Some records

* * *

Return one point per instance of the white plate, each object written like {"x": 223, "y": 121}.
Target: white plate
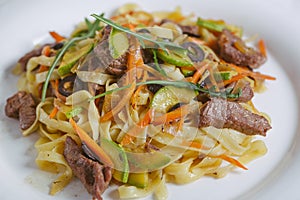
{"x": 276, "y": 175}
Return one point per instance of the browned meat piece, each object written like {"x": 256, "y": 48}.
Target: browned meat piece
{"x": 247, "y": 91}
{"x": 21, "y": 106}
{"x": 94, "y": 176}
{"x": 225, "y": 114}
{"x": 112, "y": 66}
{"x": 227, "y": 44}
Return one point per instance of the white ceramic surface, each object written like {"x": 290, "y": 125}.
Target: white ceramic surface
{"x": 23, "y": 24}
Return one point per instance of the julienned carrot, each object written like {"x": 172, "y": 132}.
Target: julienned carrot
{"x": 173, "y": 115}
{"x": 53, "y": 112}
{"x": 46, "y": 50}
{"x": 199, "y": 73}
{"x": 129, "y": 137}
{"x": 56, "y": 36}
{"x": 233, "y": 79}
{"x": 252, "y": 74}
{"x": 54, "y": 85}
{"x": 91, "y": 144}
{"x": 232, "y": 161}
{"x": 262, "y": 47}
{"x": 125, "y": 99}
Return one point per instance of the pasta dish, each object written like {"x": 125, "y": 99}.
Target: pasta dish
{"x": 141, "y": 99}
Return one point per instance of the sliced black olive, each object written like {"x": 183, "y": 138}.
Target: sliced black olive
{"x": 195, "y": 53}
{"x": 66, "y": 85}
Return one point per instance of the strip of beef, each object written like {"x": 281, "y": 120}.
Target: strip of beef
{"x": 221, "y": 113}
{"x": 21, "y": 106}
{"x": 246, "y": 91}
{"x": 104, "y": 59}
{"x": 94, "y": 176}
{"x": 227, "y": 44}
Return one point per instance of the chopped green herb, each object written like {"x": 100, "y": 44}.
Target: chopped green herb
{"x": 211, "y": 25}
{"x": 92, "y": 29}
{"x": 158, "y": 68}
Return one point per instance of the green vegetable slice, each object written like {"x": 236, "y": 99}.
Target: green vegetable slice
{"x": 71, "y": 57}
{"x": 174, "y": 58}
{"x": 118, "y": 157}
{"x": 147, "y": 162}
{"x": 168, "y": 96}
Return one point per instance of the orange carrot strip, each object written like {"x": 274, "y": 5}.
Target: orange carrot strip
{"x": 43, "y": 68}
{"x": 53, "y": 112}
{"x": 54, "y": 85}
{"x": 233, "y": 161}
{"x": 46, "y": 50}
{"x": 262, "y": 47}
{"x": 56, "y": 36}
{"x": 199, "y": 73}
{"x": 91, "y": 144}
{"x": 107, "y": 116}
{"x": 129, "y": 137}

* * *

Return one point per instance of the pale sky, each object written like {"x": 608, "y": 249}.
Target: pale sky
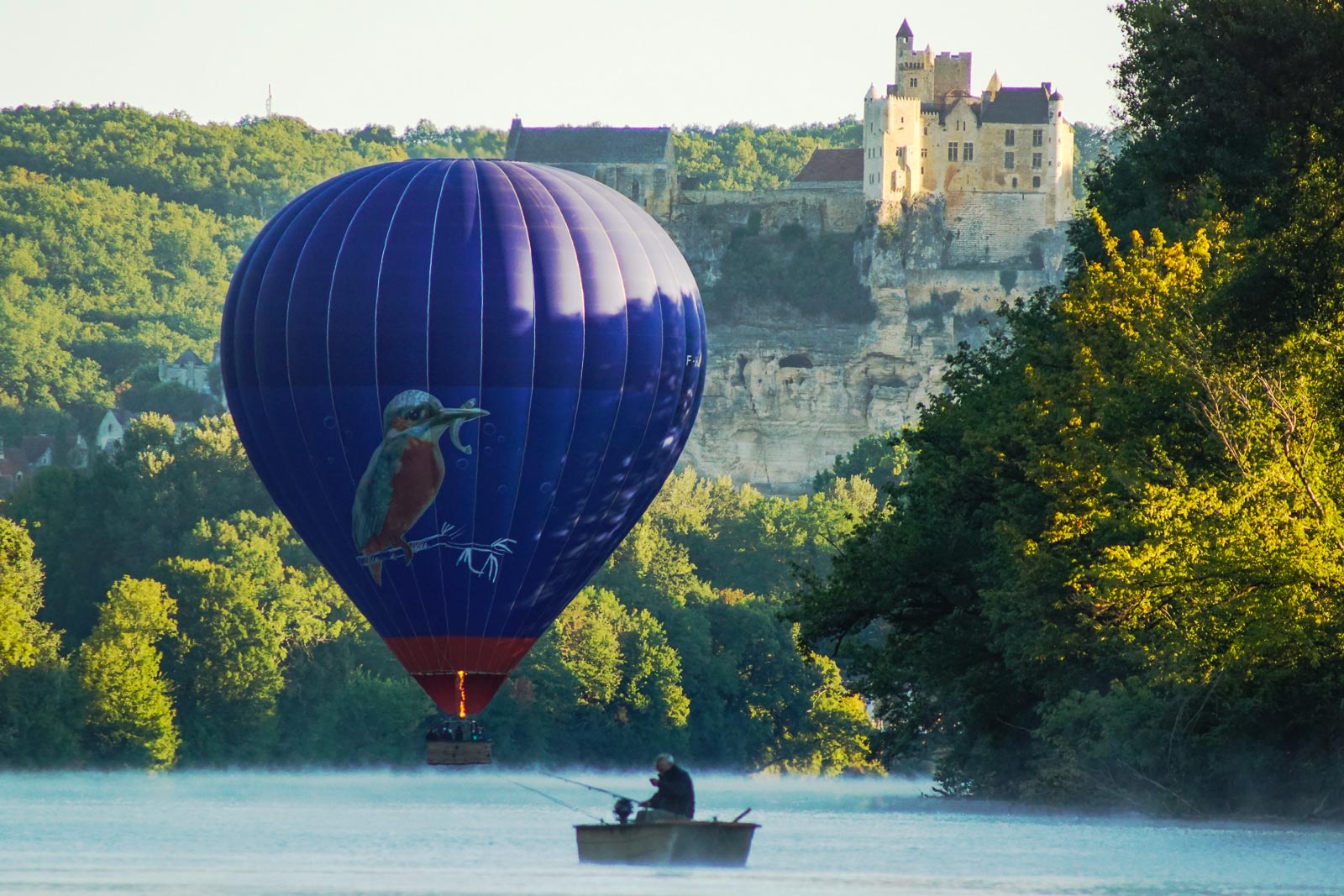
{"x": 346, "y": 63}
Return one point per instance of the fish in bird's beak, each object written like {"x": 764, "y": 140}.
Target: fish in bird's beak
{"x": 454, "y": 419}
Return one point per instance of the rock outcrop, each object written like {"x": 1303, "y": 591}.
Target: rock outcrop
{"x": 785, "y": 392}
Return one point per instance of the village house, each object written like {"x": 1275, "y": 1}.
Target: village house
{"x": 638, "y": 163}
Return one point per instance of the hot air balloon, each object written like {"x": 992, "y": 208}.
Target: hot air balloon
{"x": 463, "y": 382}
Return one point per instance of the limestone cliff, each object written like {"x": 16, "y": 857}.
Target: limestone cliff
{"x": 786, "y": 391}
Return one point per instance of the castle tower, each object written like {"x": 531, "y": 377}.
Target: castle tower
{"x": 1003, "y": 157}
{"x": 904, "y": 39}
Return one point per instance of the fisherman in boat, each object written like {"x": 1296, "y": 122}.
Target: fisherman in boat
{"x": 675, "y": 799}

* * *

» Given exercise
Find every line in the items above that contains the word "sliced" and copy each of those lines in full. Treat uppercase and lowercase as different.

» Result of the task
Return one point per instance of the sliced black olive, each object written like {"x": 183, "y": 138}.
Target: sliced black olive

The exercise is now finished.